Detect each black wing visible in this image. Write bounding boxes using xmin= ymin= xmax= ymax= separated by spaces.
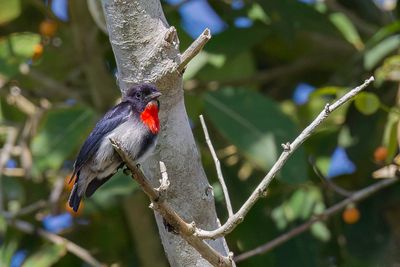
xmin=71 ymin=101 xmax=131 ymax=177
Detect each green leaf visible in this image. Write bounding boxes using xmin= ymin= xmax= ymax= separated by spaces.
xmin=364 ymin=35 xmax=400 ymax=70
xmin=300 ymin=187 xmax=322 ymax=220
xmin=22 ymin=244 xmax=66 ymax=267
xmin=330 ymin=12 xmax=364 ymax=50
xmin=271 ymin=206 xmax=288 ymax=230
xmin=310 ymin=221 xmax=331 ymax=242
xmin=271 ymin=186 xmax=324 ymax=230
xmin=204 ymin=88 xmax=308 ymax=183
xmin=0 ymin=32 xmax=41 ymax=59
xmin=183 ymin=51 xmax=209 ymax=80
xmin=366 ymin=21 xmax=400 ymax=48
xmin=314 ymin=157 xmax=330 ymax=177
xmin=338 ymin=126 xmax=356 ymax=148
xmin=288 ymin=188 xmax=307 ymax=219
xmin=0 ymin=32 xmax=40 ymax=85
xmin=375 ymin=55 xmax=400 ymax=83
xmin=0 ymin=0 xmax=21 ymax=25
xmin=31 ymin=107 xmax=95 ymax=172
xmin=354 ymin=92 xmax=380 ymax=115
xmin=248 ymin=3 xmax=271 ymax=24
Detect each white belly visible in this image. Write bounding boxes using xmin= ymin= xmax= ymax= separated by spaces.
xmin=77 ymin=117 xmax=157 ymax=195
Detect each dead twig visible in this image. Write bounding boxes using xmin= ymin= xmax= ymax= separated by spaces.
xmin=200 ymin=115 xmax=233 ymax=217
xmin=194 ymin=76 xmax=375 ymax=239
xmin=110 ymin=138 xmax=233 ymax=267
xmin=178 ymin=28 xmax=211 ymax=73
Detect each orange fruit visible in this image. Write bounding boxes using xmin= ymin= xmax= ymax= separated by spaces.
xmin=342 ymin=206 xmax=360 ymax=224
xmin=374 ymin=146 xmax=388 ymax=162
xmin=32 ymin=43 xmax=43 ymax=60
xmin=65 ymin=200 xmax=84 ymax=217
xmin=39 ymin=19 xmax=58 ymax=37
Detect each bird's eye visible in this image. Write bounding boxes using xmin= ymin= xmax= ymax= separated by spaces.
xmin=135 ymin=92 xmax=142 ymax=99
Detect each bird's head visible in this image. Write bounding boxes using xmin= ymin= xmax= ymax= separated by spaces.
xmin=125 ymin=84 xmax=161 ymax=134
xmin=125 ymin=84 xmax=161 ymax=112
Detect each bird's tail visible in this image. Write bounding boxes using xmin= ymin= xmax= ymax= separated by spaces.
xmin=68 ymin=169 xmax=77 ymax=184
xmin=68 ymin=184 xmax=82 ymax=212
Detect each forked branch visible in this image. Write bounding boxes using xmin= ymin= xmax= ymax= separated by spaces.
xmin=110 ymin=138 xmax=233 ymax=267
xmin=194 ymin=76 xmax=375 ymax=239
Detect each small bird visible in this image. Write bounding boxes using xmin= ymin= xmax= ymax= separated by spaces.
xmin=68 ymin=84 xmax=161 ymax=212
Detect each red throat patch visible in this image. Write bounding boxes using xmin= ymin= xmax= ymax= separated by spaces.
xmin=140 ymin=102 xmax=160 ymax=134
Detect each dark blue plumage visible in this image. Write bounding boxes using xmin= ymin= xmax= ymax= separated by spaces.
xmin=68 ymin=84 xmax=161 ymax=212
xmin=71 ymin=102 xmax=131 ymax=178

- **Work order**
Using the entries above, copy exactly the lines from the one containing "Detect each forked" through the last, both included.

- **Completed task**
Detect each forked branch visible in this image. Write bounding boxes using xmin= ymin= xmax= ymax= separated by spaces.
xmin=110 ymin=138 xmax=233 ymax=267
xmin=194 ymin=76 xmax=375 ymax=239
Detect each small bird visible in this image. Write bounding boxes using xmin= ymin= xmax= ymax= separated by spaces.
xmin=68 ymin=84 xmax=161 ymax=212
Detect each red throat patch visible in this image. Write bounding boxes using xmin= ymin= xmax= ymax= separated by spaces.
xmin=140 ymin=102 xmax=160 ymax=134
Detect each dark blue plumage visible in this image. Write bounding boxes using xmin= ymin= xmax= ymax= separated by spaces.
xmin=68 ymin=84 xmax=161 ymax=212
xmin=71 ymin=102 xmax=131 ymax=178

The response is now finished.